**Passage for review**

*-*-*

I don’t know how many of you have parented a nineteen-year-old college student but I am proud to say that we are almost through it. We are bruised but not broken. I thought when we got through the early, rough years of adolescence we were home free. Boy, was I wrong. For context, the world has become so complicated with the pandemic. As part of the class of 2020, my daughter’s senior year was significantly affected by the stay-at-home orders. No prom, no graduation, none of the traditional endings to a thirteen-year career in public school. This is what kids look forward to most. Then her first year of college was basically virtual. She sort of lived there with a full academic schedule online and did little else. With her increased time at home I thought it a blessing to have more time with her. However, after her returns from abbreviated college stints, she has changed. She knows EVERYTHING. She is also an “adult” now and can make her own decisions. Ok, ok, I expected some of that and in fact, I think I resembled some of that during my own nineteenth year.
You must be wondering what does this all have to do with NPEs? Stay with me – I promise I will get there.
What I didn’t expect is my daughter’s non-stop sass and boundary-pushing. I thought we covered that years ago. As an example, she’s forgotten how to greet people in the morning when we arrive in the kitchen at the same time. My efforts to model what she once knew are often met with an annoyed look usually because I interrupted her listening to a very important tik tok video. She barely says hello and good-bye when she heads off to work (I have to give her significant credit here, she works HARD). When we have time together over a meal, celebration, or holiday, things are always on her terms. I am just being myself but somewhere along the way she reminds me that I am uncool and know nothing. I’m taking all of this personally, I know that. I’m writing this post so I get to slant it the way I want it.
So, in Herculean efforts to maintain my relationship with her AND maintain my need for basic respect and boundaries, we have come to a place of near silence. I am petrified of saying something that feels real and raw that I will have to apologize for later and she walks around pretending we are not necessary (until she needs something financial). It’s quiet. I don’t like it. The opposite of quiet would be yelling and I like that even less. The past few months have been strange and I am eager to see her off to college as it may be a more normal experience for both of us. She can return to the world of academia and socializing away from home. And I can clean up all the eggshells that I have been walking on.
Also the past few months I’ve wonder about her decision-making. She’s had a couple speeding tickets, a minor car crash in our driveway, and a few beyond-curfew moments. She didn’t seem to learn from one incident (read: expensive ticket) and repeated it with the same negative results (plus points this time). This makes no sense to me but she is who she is and I have to let her grow and learn on her own. But it’s not been pretty. We’ve had lots of words over these incidents. None of it resulting in anything that makes me feel like she learned anything and none of it helpful to our relationship (that I can feel good about yet). As hard as it is, I see how much she still needs parented even if she can’t.
So (finally!) what does this have to do with anything related to NPEs? Being 3 years post-paternity shock, I had accepted that I have a biological father I never knew about. But I was not ready to let my deceased mother off the hook with my anger. The grief and loss was palpable still – how could she do this to my dad (bcf)? Me? My birth father (who was just as surprised as me with the ancestry test results)? What was she thinking?

*-*-*

**Data under study**
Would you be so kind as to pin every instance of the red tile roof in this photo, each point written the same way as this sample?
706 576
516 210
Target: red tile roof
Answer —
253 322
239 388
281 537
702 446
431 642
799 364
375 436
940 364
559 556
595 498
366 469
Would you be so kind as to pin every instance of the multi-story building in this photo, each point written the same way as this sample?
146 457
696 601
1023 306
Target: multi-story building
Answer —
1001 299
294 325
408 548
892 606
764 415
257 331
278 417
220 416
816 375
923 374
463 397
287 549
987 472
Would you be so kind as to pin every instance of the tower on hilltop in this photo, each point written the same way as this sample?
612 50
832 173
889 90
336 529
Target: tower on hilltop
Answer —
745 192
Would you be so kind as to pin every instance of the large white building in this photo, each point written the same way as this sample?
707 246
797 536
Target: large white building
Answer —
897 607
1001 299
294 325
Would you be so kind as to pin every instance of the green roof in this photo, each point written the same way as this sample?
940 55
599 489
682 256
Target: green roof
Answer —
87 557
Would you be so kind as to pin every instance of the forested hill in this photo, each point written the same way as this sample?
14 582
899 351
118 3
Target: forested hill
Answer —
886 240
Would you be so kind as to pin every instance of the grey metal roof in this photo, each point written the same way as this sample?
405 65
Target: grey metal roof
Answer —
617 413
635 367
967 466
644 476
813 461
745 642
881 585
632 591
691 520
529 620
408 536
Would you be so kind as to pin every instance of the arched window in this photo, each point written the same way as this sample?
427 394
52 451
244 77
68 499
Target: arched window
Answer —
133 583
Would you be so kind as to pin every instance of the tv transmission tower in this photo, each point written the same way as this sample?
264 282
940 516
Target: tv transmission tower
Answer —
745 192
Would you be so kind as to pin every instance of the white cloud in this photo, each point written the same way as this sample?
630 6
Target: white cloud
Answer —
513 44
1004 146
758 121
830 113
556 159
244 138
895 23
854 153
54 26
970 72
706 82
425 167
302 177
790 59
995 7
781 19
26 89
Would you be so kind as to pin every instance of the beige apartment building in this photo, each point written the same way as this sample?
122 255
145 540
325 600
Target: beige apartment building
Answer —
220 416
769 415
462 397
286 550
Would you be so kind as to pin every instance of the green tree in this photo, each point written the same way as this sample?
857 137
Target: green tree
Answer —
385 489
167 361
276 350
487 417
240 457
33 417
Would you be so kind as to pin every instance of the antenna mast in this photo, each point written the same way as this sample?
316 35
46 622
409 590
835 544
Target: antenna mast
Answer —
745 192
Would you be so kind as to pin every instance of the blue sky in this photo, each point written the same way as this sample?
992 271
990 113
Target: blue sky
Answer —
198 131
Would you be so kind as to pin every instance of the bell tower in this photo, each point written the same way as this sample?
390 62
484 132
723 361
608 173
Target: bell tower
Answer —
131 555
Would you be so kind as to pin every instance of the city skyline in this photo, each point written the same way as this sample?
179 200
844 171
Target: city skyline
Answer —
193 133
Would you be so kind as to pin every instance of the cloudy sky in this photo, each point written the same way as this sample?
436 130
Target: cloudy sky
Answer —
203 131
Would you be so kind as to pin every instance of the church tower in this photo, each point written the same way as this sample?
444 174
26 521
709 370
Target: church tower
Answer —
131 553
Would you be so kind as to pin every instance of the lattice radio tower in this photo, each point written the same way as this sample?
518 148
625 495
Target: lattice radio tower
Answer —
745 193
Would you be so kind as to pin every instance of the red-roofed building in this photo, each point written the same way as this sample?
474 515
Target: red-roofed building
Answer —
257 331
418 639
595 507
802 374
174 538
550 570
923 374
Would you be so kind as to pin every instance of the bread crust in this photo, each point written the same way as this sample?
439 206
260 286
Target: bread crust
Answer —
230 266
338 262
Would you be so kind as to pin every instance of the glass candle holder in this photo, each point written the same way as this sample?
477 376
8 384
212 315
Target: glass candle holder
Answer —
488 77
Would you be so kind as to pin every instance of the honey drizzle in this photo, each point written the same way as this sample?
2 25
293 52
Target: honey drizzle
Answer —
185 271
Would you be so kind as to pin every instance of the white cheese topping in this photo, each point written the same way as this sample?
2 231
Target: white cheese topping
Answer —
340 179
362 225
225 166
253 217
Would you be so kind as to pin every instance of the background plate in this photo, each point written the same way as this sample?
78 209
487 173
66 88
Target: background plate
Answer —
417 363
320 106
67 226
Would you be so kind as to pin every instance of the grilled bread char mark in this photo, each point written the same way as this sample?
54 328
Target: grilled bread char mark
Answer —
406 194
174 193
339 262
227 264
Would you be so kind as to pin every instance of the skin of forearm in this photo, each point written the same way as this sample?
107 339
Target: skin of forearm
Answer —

*-*-*

**Task instructions**
**A.** Answer these questions from the post about parenting a college student, one answer per line, marked the same way:
(i) Which graduating class was the daughter part of?
(ii) Where did the minor car crash take place?
(iii) How many years post-paternity shock is the writer?
**B.** From the post about parenting a college student, quote the passage that begins with "What I didn’t" and runs up to and including "way I want it.".
**C.** Continue the post about parenting a college student from its final sentence.

**Task results**
**A.**
(i) The class of 2020
(ii) In the family's driveway
(iii) 3 years

**B.**
What I didn’t expect is my daughter’s non-stop sass and boundary-pushing. I thought we covered that years ago. As an example, she’s forgotten how to greet people in the morning when we arrive in the kitchen at the same time. My efforts to model what she once knew are often met with an annoyed look usually because I interrupted her listening to a very important tik tok video. She barely says hello and good-bye when she heads off to work (I have to give her significant credit here, she works HARD). When we have time together over a meal, celebration, or holiday, things are always on her terms. I am just being myself but somewhere along the way she reminds me that I am uncool and know nothing. I’m taking all of this personally, I know that. I’m writing this post so I get to slant it the way I want it.

**C.**
But this summer there was a gut-wrenching, vomit-in-the-back-of-the-throat moment when I easily let go of my deceased mother’s indiscretion and secret-keeping. Turns out my mother was nineteen when she got pregnant and had me. And BECAUSE my nineteen-year-old was stressing me out, BECAUSE I was questioning her decision-making, BECAUSE I was so frustrated that she appeared to have lost social skills, I finally had empathy for my mother and understanding about how she may have been thinking and making decisions. I had always known my mother was nineteen when I was born but I didn’t have a context for this age outside of my own travels through nineteen (a long time ago at this point). When my mother learned she was pregnant, she was attending college as a Freshman and was barely into her second semester. She grew up in a middle class, intact family with a sister – just like my daughter. The context of the world in 1968 was also chaotic with the Vietnam War, the assassinations of Robert F. Kennedy and Martin Luther King, Jr, riots in Washington D.C., and the passing of the Civil Rights Act. My mother also became pregnant at a time when abortion was not a legal option. Reflecting as daughter and mother, I have a new appreciation for being nineteen and all that comes with the transition to adulthood along with having to navigate societal chaos. I have learned this summer that I cannot fault my daughter, nor my young mother, for who they are/were at nineteen.
In my story, I was twenty years old when my mother died from complications of alcoholism. I believe her alcoholism developed from her shame of leaving me with a man she told I was his biological child. She abandoned our little family when I was three years old but not until we had moved several hours from extended family. I saw her only sporadically over the next seventeen years. I now believe that when she did see me, I was a reminder of her shame. I craved a closeness with her that she was never going to be able to give. I know now that it was never me but what I represented about herself and her decisions. My mother wasn’t ready to be a parent at nineteen. She still needed parented. I guess this is where the loop closes because I will not stop parenting my daughter and now, even she gets a little more grace.